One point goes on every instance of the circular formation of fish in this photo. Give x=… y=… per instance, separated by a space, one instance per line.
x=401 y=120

...

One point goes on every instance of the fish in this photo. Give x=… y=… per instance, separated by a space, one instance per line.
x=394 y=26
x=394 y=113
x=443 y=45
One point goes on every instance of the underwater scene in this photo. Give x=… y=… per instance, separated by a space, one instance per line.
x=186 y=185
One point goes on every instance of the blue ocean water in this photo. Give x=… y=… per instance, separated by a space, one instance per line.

* To do: Transcribe verbatim everything in the records from the line containing "One point goes on every instance of the circular" down to the line containing "x=401 y=120", including both of those lines.

* Full answer:
One point goes on every instance of the circular formation of fish in this photo. Give x=… y=… per instance, separated by a space, one instance per line.
x=401 y=120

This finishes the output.